Wouldn't this require similar convergence process like in x86-64 JIT? You state
the jump instructions are placed in step 4 because step 3 could have changed their
offsets, but then after step 4, couldn't also again the offsets have changed for
the target addresses from 3 again in some corner cases (given emit_a64_mov_i() is
used also in jump encoding)?
> Tested with test_bpf.ko and some arm64 working selftests, nothing failed.
>
> Signed-off-by: Xu Kuohai <xukuohai@huawei.com>
> ---
> arch/arm64/net/bpf_jit_comp.c | 71 ++++++++++++++++++++++++++++-------
> 1 file changed, 58 insertions(+), 13 deletions(-)

▸ Written tasks:
1 > According to the patch discussion, what was the change tested with?
2 > Write the next part of the patch discussion, starting after its final line.

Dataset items

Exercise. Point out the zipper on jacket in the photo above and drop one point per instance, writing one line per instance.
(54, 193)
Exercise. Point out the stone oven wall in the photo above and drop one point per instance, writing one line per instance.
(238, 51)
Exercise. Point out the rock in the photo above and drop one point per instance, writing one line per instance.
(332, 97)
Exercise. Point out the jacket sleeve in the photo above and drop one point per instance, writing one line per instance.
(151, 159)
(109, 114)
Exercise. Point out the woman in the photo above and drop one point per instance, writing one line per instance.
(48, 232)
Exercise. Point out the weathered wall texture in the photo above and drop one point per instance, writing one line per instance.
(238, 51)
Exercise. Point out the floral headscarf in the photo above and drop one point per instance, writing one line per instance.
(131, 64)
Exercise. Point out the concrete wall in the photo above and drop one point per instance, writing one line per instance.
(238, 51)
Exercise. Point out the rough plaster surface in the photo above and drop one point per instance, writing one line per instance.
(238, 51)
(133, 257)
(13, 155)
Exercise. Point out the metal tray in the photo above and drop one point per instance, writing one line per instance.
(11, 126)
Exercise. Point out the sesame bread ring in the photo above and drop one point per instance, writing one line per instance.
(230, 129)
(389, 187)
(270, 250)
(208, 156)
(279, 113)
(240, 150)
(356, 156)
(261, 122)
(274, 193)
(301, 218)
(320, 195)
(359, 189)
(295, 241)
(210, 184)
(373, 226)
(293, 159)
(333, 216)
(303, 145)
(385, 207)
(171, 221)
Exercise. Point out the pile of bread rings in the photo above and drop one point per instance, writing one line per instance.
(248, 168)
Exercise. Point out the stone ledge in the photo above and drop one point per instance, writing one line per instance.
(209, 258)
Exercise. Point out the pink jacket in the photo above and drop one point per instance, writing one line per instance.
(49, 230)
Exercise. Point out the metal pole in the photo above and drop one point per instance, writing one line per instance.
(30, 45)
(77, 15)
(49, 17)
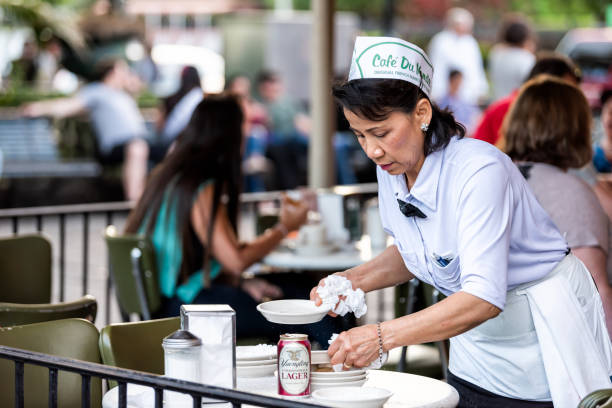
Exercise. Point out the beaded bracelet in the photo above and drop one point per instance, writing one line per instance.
(281, 227)
(380, 352)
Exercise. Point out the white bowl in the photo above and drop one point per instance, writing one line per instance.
(292, 311)
(254, 363)
(256, 371)
(319, 357)
(327, 380)
(338, 374)
(319, 385)
(353, 397)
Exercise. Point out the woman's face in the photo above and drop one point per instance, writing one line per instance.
(395, 143)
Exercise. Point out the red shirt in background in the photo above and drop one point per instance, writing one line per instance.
(489, 127)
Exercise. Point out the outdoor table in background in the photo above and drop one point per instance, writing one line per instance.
(345, 257)
(409, 391)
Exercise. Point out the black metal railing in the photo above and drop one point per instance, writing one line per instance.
(109, 213)
(87, 370)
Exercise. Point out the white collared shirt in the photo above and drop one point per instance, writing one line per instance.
(481, 216)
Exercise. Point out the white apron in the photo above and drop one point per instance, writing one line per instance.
(550, 342)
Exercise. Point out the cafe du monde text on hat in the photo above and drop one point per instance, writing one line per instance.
(391, 58)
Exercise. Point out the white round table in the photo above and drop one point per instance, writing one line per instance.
(344, 257)
(409, 391)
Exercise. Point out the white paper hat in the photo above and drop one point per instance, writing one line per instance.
(392, 58)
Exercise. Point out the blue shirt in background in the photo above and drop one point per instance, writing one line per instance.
(168, 246)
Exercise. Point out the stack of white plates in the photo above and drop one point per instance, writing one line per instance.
(255, 361)
(354, 378)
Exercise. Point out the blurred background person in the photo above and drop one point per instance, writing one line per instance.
(119, 126)
(512, 58)
(547, 63)
(176, 109)
(464, 112)
(193, 230)
(456, 48)
(257, 168)
(602, 157)
(547, 132)
(289, 128)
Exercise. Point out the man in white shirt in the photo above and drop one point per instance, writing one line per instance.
(456, 48)
(114, 114)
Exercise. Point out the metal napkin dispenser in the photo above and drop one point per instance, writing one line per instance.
(215, 325)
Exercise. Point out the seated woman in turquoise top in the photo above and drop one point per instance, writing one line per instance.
(181, 197)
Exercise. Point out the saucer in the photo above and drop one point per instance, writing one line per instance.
(292, 311)
(352, 397)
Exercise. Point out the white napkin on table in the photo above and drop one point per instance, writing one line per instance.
(336, 286)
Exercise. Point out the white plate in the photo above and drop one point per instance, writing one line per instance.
(325, 380)
(256, 371)
(292, 311)
(353, 397)
(319, 357)
(338, 374)
(318, 385)
(255, 363)
(258, 352)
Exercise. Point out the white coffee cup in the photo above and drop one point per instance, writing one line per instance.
(312, 235)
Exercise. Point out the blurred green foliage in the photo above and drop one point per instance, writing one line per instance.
(550, 13)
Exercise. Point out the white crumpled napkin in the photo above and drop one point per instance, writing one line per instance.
(335, 286)
(374, 365)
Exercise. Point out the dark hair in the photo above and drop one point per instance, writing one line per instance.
(376, 99)
(605, 95)
(549, 122)
(209, 148)
(556, 64)
(189, 79)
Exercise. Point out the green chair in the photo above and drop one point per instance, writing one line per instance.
(134, 273)
(597, 399)
(13, 314)
(119, 348)
(71, 338)
(25, 267)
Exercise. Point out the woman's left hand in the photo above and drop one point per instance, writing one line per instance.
(357, 347)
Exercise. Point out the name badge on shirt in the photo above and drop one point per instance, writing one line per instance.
(442, 260)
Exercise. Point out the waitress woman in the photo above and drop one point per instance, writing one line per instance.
(525, 321)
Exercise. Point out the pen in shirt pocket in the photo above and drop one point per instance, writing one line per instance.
(441, 260)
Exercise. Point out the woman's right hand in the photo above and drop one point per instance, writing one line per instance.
(292, 213)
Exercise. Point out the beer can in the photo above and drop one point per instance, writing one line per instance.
(294, 365)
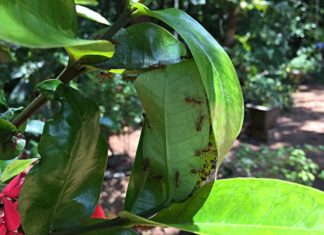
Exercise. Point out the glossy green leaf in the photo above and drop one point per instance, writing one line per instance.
(86, 2)
(35, 127)
(14, 168)
(177, 127)
(101, 49)
(5, 163)
(91, 15)
(12, 143)
(48, 87)
(62, 190)
(3, 101)
(246, 206)
(144, 45)
(217, 73)
(113, 231)
(40, 23)
(5, 56)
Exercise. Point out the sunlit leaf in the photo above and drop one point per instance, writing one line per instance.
(177, 127)
(91, 15)
(217, 73)
(86, 2)
(245, 206)
(144, 45)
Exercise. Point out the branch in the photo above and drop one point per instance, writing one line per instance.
(70, 72)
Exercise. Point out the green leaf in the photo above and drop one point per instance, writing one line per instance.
(12, 143)
(177, 127)
(101, 49)
(246, 206)
(217, 73)
(91, 15)
(40, 23)
(86, 2)
(62, 190)
(3, 101)
(5, 56)
(5, 163)
(48, 87)
(14, 168)
(144, 45)
(113, 231)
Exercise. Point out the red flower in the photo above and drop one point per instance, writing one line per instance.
(9, 218)
(99, 213)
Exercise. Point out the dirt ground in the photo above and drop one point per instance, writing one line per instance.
(303, 125)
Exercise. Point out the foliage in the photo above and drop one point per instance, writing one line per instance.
(287, 163)
(268, 90)
(193, 113)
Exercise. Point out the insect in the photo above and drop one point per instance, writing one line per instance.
(177, 179)
(200, 122)
(146, 163)
(129, 78)
(195, 171)
(157, 66)
(106, 75)
(146, 120)
(190, 100)
(158, 177)
(141, 228)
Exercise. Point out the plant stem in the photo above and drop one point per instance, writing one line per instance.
(120, 23)
(70, 72)
(114, 223)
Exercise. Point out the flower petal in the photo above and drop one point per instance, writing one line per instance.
(3, 229)
(12, 190)
(12, 217)
(99, 213)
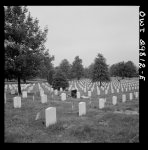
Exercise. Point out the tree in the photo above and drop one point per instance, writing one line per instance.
(123, 69)
(59, 80)
(46, 66)
(100, 70)
(24, 43)
(77, 68)
(65, 68)
(51, 73)
(130, 69)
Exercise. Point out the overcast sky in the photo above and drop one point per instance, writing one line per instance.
(88, 30)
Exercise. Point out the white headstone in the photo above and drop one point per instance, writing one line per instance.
(78, 94)
(61, 89)
(82, 108)
(24, 94)
(85, 89)
(50, 116)
(106, 91)
(101, 103)
(5, 97)
(44, 98)
(123, 98)
(51, 89)
(112, 90)
(89, 93)
(56, 92)
(130, 96)
(12, 91)
(98, 92)
(63, 96)
(136, 94)
(17, 102)
(114, 100)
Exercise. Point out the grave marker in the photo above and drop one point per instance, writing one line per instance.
(50, 116)
(17, 102)
(44, 98)
(130, 96)
(123, 98)
(78, 94)
(24, 94)
(63, 96)
(101, 103)
(82, 108)
(89, 93)
(114, 100)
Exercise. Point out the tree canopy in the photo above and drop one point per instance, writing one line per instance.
(77, 68)
(124, 69)
(24, 43)
(100, 70)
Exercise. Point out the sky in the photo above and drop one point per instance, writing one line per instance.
(85, 31)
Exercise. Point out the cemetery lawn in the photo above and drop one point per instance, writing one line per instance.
(104, 126)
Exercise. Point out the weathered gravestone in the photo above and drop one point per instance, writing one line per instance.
(74, 93)
(44, 98)
(136, 94)
(123, 98)
(89, 93)
(63, 96)
(114, 100)
(17, 102)
(24, 94)
(82, 108)
(130, 96)
(56, 92)
(50, 116)
(101, 103)
(78, 95)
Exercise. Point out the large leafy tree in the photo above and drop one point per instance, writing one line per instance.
(65, 68)
(100, 71)
(59, 80)
(24, 43)
(46, 65)
(123, 69)
(77, 69)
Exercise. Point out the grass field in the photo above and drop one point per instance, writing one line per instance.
(97, 126)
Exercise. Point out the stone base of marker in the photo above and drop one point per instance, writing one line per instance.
(12, 92)
(24, 94)
(114, 100)
(130, 96)
(44, 98)
(101, 103)
(136, 94)
(82, 108)
(78, 95)
(17, 102)
(123, 98)
(56, 92)
(50, 116)
(89, 93)
(63, 96)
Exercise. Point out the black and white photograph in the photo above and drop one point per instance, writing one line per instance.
(71, 74)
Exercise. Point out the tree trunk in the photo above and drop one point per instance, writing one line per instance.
(100, 83)
(24, 80)
(19, 86)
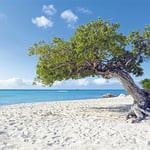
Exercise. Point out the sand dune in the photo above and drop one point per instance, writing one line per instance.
(75, 125)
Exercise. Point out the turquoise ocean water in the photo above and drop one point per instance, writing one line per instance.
(8, 97)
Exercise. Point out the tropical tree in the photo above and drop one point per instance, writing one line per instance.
(146, 84)
(97, 49)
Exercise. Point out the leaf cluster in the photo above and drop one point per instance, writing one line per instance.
(95, 48)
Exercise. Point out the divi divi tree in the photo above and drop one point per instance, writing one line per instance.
(98, 49)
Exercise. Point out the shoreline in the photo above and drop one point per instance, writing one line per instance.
(72, 125)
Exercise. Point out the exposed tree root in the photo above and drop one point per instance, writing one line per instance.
(137, 114)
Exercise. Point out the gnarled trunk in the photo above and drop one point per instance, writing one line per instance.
(141, 103)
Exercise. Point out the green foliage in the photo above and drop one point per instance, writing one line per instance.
(145, 84)
(95, 49)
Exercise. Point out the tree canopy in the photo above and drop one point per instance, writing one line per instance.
(96, 48)
(146, 84)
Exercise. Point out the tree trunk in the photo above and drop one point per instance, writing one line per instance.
(141, 103)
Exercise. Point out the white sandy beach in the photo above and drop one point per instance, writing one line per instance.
(75, 125)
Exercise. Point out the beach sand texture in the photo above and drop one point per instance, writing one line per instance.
(75, 125)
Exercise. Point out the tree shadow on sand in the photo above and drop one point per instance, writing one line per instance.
(120, 109)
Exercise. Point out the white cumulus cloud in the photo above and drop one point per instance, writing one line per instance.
(42, 22)
(100, 81)
(69, 16)
(81, 82)
(49, 9)
(84, 10)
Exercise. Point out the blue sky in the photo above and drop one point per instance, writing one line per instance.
(24, 22)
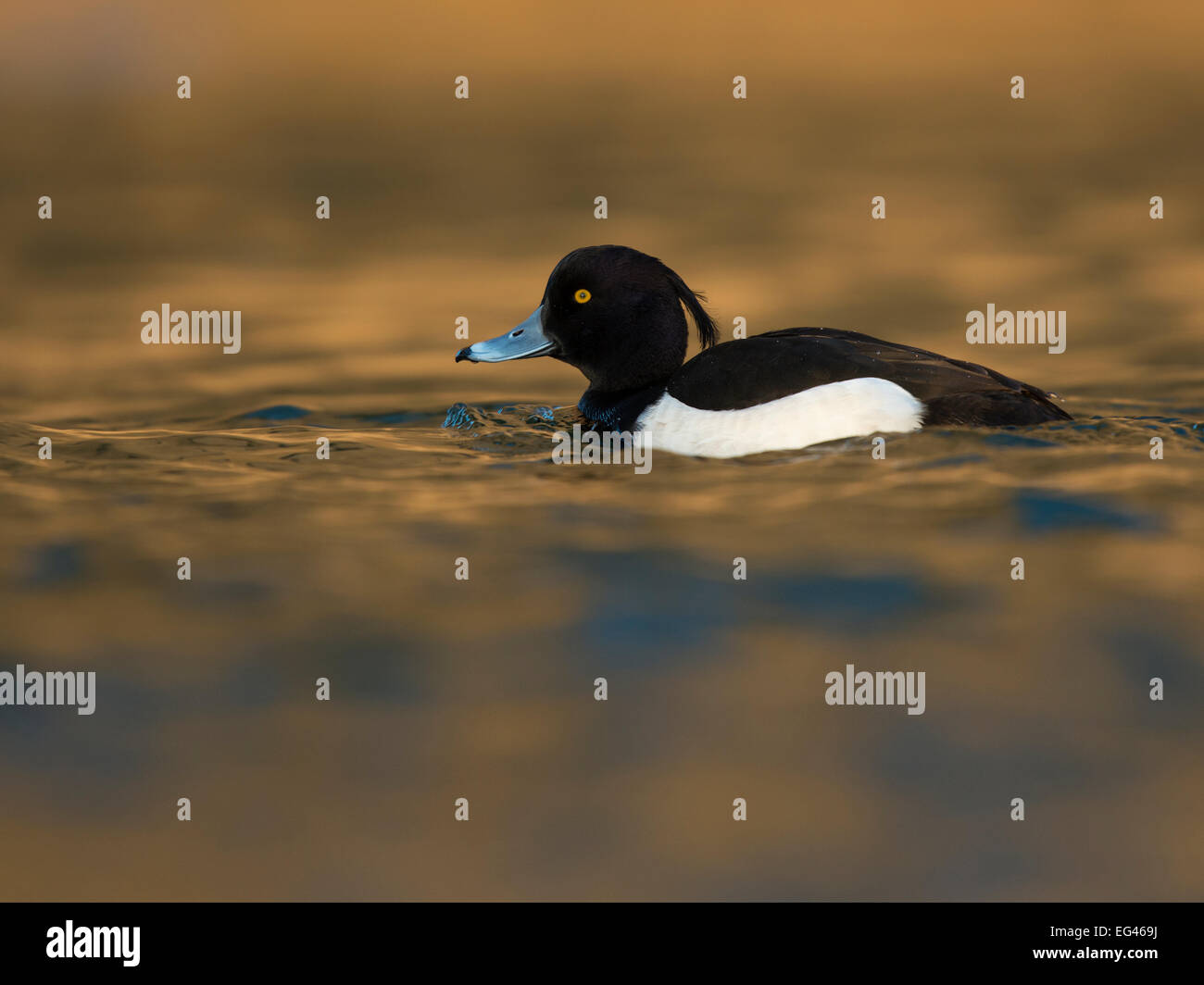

▸ Task-by-task outputs:
1 > It was tested with test_bpf.ko and some arm64 working selftests, and nothing failed.

2 >
>
> diff --git a/arch/arm64/net/bpf_jit_comp.c b/arch/arm64/net/bpf_jit_comp.c
> index 30f76178608b..06437e34614b 100644
> --- a/arch/arm64/net/bpf_jit_comp.c
> +++ b/arch/arm64/net/bpf_jit_comp.c
> @@ -72,6 +72,7 @@ static const int bpf2a64[] = {
> struct jit_ctx {
> const struct bpf_prog *prog;
> int idx;
> + bool write;
> int epilogue_offset;
> int *offset;
> int exentry_idx;
> @@ -91,7 +92,7 @@ struct bpf_plt {
>
> static inline void emit(const u32 insn, struct jit_ctx *ctx)
> {
> - if (ctx->image != NULL)
> + if (ctx->image != NULL && ctx->write)
> ctx->image[ctx->idx] = cpu_to_le32(insn);
>
> ctx->idx++;
> @@ -178,10 +179,29 @@ static inline void emit_addr_mov_i64(const int reg, const u64 val,
>
> static inline void emit_call(u64 target, struct jit_ctx *ctx)
> {
> - u8 tmp = bpf2a64[TMP_REG_1];
> + u8 tmp;
> + long offset;
> + unsigned long pc;
> + u32 insn = AARCH64_BREAK_FAULT;
> +
> + /* if ctx->image == NULL or target == 0, the jump distance is unknown,
> + * emit indirect call.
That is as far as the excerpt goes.